- Source extract -
-- Start --

Do the Work!


Interestingly I am reading some pretty penetrating stories recently; penetrating in the sense that they are goading me right where I do not want to be goaded:  "Stop sitting on your butt!" they're shouting to me.  First I read this is 37Signals' "ReWork" and lately in "Do The Work" by Pressfield.

Today I watched a TED:  Kathryn Schulz: On being wrong.  It was interesting; I appreciated one of her points particularly, that in school we learn early that "being right is GOOD and being wrong is BAD" so we strive to be right; we avoid being bad.  In other words, we shy away from being courageous (I will get back to this issue if I have time).  I want myself, my children and my students to be brave.


IDEA:  Here is an idea:  when I have a test in class, I am specifically testing a topic I have assigned to students and which we have learned about and studied together.  However, in doing this I am taking away a students ability to choose what they love and to pursue what they are interested in - ideas that the IB considers in their philosophy of "optional" topics.  In my tests, I can offer credit for students who learn "off-syllabus topics."  The challenge is going to be, where to draw the line about how much off topic the learning can be, but I think I will attack that organically, not make a policy but deal with it in a case by case basis.  For example, maybe in the plant test, a student studies conifers in depth and explores transport in conifers in cold weather (why are they still green in winter?) and pollination (how do they fertilize without flowers?) as well as unique structure compared to flowering, deciduous trees.  If a student learns a lot in that area and demonstrates "depth of understanding" then I should credit them.  How much? Hmm in reference to the descriptors I suppose!  This would be more innovative than a flipped classroom (which has some good points) or beginning with the end in mind (that is great organization, but not exactly how a person really learns anything; I did not learn to make a website by having a clear idea of what I had to learn, I simply began learning by curiousity.


So, without an attempt to be a rebel, I guess I have to say that I do not agree that the panaceas are restorative.  Students watching videos on their computer because they are not learning it in class is really an annealing of the original fit: a passionate teacher and motivated students.  Anytime you have a passionate teacher (like Kahn), some learning will take place.  Anytime you have a motivated student learning will take place.  The conjunction of them both magnifies and multiplies their force and effectiveness.  So Kahn is helpful to motivated students lacking passionate teachers and the internet is valuable to teachers, like Kahn, trying to reach motivated students.  What a great idea!  But replicating that in class is silly because in the first place I need to teach with passion!

-- End --

- Material provided -
-- Start --

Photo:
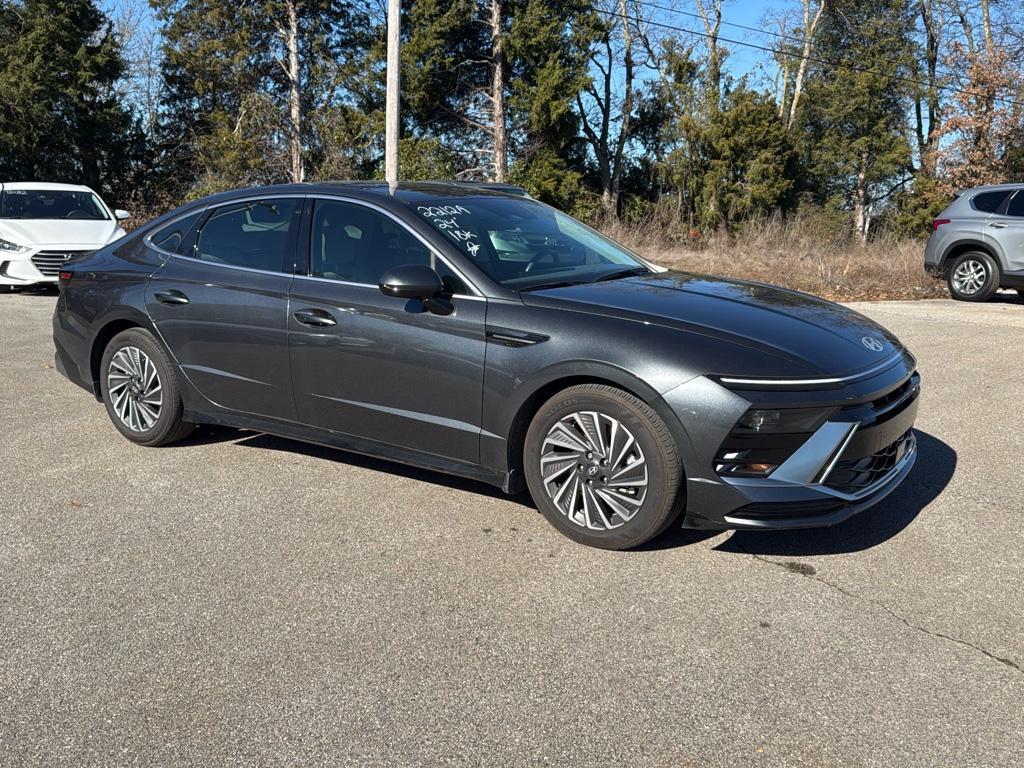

-- End --

- Your objective -
From the teaching blog post, extract word for word the passage starting with "Do the Work!" and going on through "to be brave.". The data has no role here.

- Finished answer -
Do the Work!


Interestingly I am reading some pretty penetrating stories recently; penetrating in the sense that they are goading me right where I do not want to be goaded:  "Stop sitting on your butt!" they're shouting to me.  First I read this is 37Signals' "ReWork" and lately in "Do The Work" by Pressfield.

Today I watched a TED:  Kathryn Schulz: On being wrong.  It was interesting; I appreciated one of her points particularly, that in school we learn early that "being right is GOOD and being wrong is BAD" so we strive to be right; we avoid being bad.  In other words, we shy away from being courageous (I will get back to this issue if I have time).  I want myself, my children and my students to be brave.